**Problem to solve**. Render the rows below as a numbered list, omitting any blank lines.

[Labeled contour entries]
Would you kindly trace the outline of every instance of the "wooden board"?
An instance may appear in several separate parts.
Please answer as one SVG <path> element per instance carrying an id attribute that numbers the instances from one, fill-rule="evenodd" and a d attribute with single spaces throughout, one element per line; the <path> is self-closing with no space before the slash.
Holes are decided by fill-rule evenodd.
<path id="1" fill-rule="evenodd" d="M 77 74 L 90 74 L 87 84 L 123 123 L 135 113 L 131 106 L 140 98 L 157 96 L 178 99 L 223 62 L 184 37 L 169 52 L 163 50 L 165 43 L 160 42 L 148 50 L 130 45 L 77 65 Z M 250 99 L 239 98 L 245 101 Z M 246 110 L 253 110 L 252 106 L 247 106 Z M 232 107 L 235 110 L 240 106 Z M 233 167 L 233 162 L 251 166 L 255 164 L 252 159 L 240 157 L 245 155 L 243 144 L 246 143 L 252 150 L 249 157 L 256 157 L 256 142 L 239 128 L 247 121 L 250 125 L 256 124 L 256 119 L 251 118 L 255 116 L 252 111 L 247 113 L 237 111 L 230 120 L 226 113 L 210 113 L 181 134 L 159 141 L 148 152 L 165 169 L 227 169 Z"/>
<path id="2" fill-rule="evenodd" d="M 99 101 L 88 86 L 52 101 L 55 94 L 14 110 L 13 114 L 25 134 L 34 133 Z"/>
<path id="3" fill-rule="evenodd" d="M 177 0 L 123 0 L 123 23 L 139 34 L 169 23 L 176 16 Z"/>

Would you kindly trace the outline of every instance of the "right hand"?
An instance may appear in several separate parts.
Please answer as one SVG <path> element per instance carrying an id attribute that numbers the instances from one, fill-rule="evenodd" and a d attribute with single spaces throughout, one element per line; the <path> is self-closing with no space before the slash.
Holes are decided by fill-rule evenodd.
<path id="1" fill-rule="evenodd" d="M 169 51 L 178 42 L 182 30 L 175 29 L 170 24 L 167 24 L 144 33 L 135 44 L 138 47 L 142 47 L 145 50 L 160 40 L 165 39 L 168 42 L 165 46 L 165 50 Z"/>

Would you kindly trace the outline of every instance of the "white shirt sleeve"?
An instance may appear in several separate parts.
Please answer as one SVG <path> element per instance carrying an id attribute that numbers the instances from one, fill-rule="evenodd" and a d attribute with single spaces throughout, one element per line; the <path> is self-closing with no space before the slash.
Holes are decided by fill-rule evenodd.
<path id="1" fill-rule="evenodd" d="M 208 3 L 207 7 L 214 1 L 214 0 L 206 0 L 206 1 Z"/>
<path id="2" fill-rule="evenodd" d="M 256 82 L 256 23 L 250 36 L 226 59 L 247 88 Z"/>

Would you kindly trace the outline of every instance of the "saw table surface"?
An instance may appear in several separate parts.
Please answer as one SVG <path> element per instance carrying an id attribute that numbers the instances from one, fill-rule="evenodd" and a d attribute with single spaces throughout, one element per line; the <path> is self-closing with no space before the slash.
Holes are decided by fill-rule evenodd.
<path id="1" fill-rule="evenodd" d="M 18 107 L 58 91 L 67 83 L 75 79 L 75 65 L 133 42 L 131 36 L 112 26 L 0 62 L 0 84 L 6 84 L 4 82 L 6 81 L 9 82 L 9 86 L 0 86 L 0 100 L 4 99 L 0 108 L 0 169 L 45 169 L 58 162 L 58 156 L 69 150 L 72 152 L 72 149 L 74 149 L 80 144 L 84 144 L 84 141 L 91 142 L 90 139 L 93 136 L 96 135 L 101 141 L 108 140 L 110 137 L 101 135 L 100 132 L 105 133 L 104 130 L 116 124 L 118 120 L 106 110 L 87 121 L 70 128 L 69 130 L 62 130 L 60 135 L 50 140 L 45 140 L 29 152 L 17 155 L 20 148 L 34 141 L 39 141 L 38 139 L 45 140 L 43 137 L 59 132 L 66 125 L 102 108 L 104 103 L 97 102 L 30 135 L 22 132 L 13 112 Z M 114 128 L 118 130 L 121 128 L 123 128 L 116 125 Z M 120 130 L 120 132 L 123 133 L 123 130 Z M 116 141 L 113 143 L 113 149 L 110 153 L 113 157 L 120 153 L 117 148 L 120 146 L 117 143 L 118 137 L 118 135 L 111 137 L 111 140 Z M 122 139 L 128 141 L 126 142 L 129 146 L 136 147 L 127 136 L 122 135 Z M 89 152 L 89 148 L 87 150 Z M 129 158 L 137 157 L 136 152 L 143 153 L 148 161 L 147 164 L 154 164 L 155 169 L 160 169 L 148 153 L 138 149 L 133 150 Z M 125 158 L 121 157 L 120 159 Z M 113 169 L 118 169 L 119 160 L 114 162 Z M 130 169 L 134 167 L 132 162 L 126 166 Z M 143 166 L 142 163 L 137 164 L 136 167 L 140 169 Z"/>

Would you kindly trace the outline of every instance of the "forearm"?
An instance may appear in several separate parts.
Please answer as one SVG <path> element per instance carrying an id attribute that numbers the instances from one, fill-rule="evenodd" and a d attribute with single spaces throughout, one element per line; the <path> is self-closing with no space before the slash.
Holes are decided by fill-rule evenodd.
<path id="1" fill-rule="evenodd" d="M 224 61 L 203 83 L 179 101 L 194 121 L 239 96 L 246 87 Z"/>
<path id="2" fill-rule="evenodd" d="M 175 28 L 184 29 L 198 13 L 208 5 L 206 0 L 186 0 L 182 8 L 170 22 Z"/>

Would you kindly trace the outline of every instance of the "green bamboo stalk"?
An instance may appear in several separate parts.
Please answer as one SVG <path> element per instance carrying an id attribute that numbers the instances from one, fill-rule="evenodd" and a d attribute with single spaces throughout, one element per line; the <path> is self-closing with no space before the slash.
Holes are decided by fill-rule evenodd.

**Task response**.
1. Would you kindly trace the outline of every instance of the "wooden board"?
2. An instance may appear in several separate parts.
3. Please answer as one SVG <path> element per instance carrying an id attribute that numbers the instances from one, fill-rule="evenodd" and a d attribute with single spaces throughout, one element per line; the <path> is self-closing with no space before the slash.
4. Holes are decided by fill-rule evenodd.
5. <path id="1" fill-rule="evenodd" d="M 77 74 L 90 74 L 87 84 L 123 123 L 135 113 L 131 106 L 140 98 L 157 96 L 178 99 L 223 62 L 184 37 L 169 52 L 163 50 L 165 43 L 160 42 L 148 50 L 130 45 L 77 65 Z M 250 99 L 239 98 L 245 101 Z M 246 110 L 253 110 L 252 106 L 247 106 Z M 232 107 L 235 110 L 240 106 Z M 233 167 L 233 162 L 251 166 L 255 164 L 252 159 L 240 157 L 245 155 L 243 144 L 246 143 L 252 150 L 249 157 L 256 157 L 256 142 L 239 128 L 247 121 L 250 125 L 256 124 L 256 119 L 251 118 L 255 116 L 252 111 L 247 113 L 237 111 L 230 120 L 226 113 L 210 113 L 181 134 L 159 141 L 148 152 L 165 169 L 227 169 Z"/>
6. <path id="2" fill-rule="evenodd" d="M 99 101 L 88 86 L 52 101 L 55 94 L 14 110 L 13 114 L 25 134 L 34 133 Z"/>
7. <path id="3" fill-rule="evenodd" d="M 177 0 L 123 0 L 123 23 L 139 34 L 169 23 L 176 16 Z"/>
8. Would you kindly trace the outline of every instance of the "right hand"?
9. An instance may appear in several separate parts.
10. Please answer as one SVG <path> element per instance carrying an id attribute that numbers the instances from one, fill-rule="evenodd" and a d attribute with single spaces throughout, one element per line; the <path> is self-closing with no space before the slash.
11. Holes are decided by fill-rule evenodd.
12. <path id="1" fill-rule="evenodd" d="M 169 51 L 178 42 L 182 30 L 175 29 L 170 24 L 167 24 L 144 33 L 135 44 L 138 47 L 142 47 L 145 50 L 160 40 L 165 39 L 168 42 L 165 46 L 165 50 Z"/>
13. Would you kindly trace the outline of every instance of the "white shirt sleeve"?
14. An instance may appear in several separate parts.
15. Please answer as one SVG <path> element per instance carrying an id attribute that numbers the instances from one, fill-rule="evenodd" and a d attribute with single spaces throughout, one element per line; the <path> is self-closing with no space before the slash.
16. Holes are decided by fill-rule evenodd.
17. <path id="1" fill-rule="evenodd" d="M 208 3 L 207 7 L 214 1 L 214 0 L 206 0 L 206 1 Z"/>
18. <path id="2" fill-rule="evenodd" d="M 256 82 L 256 23 L 250 36 L 226 59 L 247 88 Z"/>
19. Would you kindly trace the outline of every instance of the "saw table surface"?
20. An instance may appear in several separate parts.
21. Please answer as one SVG <path> element per instance carrying an id attribute that numbers the instances from one, fill-rule="evenodd" and a d attribute with single spaces throughout, one element per line; the <path> is self-closing with no space before the slash.
22. Holes are decided by fill-rule evenodd.
23. <path id="1" fill-rule="evenodd" d="M 18 107 L 58 91 L 67 83 L 75 79 L 75 65 L 133 42 L 131 36 L 112 26 L 0 62 L 0 84 L 6 84 L 4 82 L 6 81 L 9 82 L 9 86 L 0 86 L 0 100 L 4 99 L 0 108 L 0 169 L 45 169 L 58 162 L 58 156 L 69 150 L 72 152 L 72 149 L 74 149 L 80 144 L 84 144 L 84 141 L 91 142 L 90 139 L 93 136 L 96 135 L 101 141 L 108 140 L 110 137 L 101 135 L 100 132 L 105 133 L 104 130 L 116 124 L 118 120 L 106 110 L 87 121 L 70 128 L 69 130 L 62 130 L 60 135 L 50 140 L 45 140 L 29 152 L 17 155 L 20 148 L 34 141 L 39 141 L 38 139 L 45 140 L 43 137 L 59 132 L 66 125 L 102 108 L 104 103 L 97 102 L 30 135 L 22 132 L 13 112 Z M 114 128 L 118 130 L 121 128 L 123 128 L 116 125 Z M 120 130 L 120 132 L 123 133 L 123 130 Z M 116 141 L 113 143 L 113 149 L 110 153 L 113 157 L 120 153 L 117 148 L 120 146 L 117 143 L 118 137 L 118 135 L 111 137 L 111 140 Z M 122 139 L 128 141 L 126 142 L 129 146 L 136 147 L 127 136 L 122 135 Z M 89 152 L 89 148 L 87 150 Z M 129 158 L 137 157 L 136 152 L 143 153 L 148 161 L 147 164 L 154 164 L 155 169 L 160 169 L 148 153 L 138 149 L 133 150 Z M 125 158 L 121 157 L 120 159 Z M 113 169 L 118 169 L 119 160 L 114 162 Z M 130 169 L 134 167 L 132 162 L 126 166 Z M 143 166 L 142 163 L 137 164 L 136 167 L 140 169 Z"/>
24. Would you kindly trace the outline of every instance of the "forearm"?
25. An instance may appear in several separate parts.
26. Please answer as one SVG <path> element per instance carrying an id attribute that numbers the instances from one, fill-rule="evenodd" and a d attribute with single spaces throughout, one element per line; the <path> is self-closing with no space before the slash.
27. Holes are decided by fill-rule evenodd.
28. <path id="1" fill-rule="evenodd" d="M 224 61 L 203 83 L 179 101 L 194 121 L 239 96 L 246 87 Z"/>
29. <path id="2" fill-rule="evenodd" d="M 175 28 L 184 29 L 198 13 L 208 5 L 206 0 L 186 0 L 182 8 L 170 22 Z"/>
30. Would you kindly trace the outline of every instance of the "green bamboo stalk"?
31. An instance may appear in several separate parts.
32. Please answer as one SVG <path> element per instance carrying an id attribute that numbers the instances from one, fill-rule="evenodd" and a d attribute with single spaces throughout, one element per line; the <path> is self-closing with no space before the slash.
33. Holes are decided by fill-rule evenodd.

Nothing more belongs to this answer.